PROBLEM DETAILS -
Format the items below as a JSON list of strings, one string per line, leaving out blank lines.

[RECORDS SHOWN start]

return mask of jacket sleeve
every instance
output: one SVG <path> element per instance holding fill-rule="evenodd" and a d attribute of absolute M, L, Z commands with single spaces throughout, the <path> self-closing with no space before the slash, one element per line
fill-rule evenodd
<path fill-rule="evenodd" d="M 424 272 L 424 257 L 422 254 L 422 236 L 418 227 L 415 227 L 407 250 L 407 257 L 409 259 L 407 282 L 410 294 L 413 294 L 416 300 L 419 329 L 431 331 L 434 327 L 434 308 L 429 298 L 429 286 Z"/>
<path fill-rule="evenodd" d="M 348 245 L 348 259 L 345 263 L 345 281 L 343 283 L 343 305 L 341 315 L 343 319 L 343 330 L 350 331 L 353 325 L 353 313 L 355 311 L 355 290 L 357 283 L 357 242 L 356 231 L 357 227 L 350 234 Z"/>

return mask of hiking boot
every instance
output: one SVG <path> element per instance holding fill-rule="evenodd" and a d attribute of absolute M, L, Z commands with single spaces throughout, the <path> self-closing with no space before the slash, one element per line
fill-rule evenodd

[RECORDS SHOWN end]

SOLVED PROBLEM -
[
  "return mask of jacket sleeve",
  "every instance",
  "output: one SVG <path> element per instance holding fill-rule=\"evenodd\" and a d attribute of absolute M, L, Z commands with single spaces throughout, the <path> self-closing with no space before the slash, one element per line",
  "fill-rule evenodd",
  "<path fill-rule=\"evenodd\" d=\"M 424 272 L 424 257 L 422 254 L 422 236 L 418 227 L 415 227 L 407 250 L 407 257 L 409 259 L 407 282 L 410 294 L 413 294 L 416 300 L 419 329 L 431 331 L 434 327 L 434 308 L 429 298 L 429 286 Z\"/>",
  "<path fill-rule=\"evenodd\" d=\"M 348 245 L 348 259 L 345 263 L 345 281 L 343 283 L 343 305 L 341 315 L 343 319 L 343 330 L 350 331 L 353 325 L 353 313 L 355 311 L 355 290 L 357 283 L 357 242 L 356 231 L 357 227 L 350 234 Z\"/>",
  "return mask of hiking boot",
  "every instance",
  "output: one SVG <path> element per instance holding fill-rule=\"evenodd\" and a d attribute of absolute M, L, Z commands with single spaces throughout, the <path> self-closing with no space before the slash, one element per line",
  "fill-rule evenodd"
]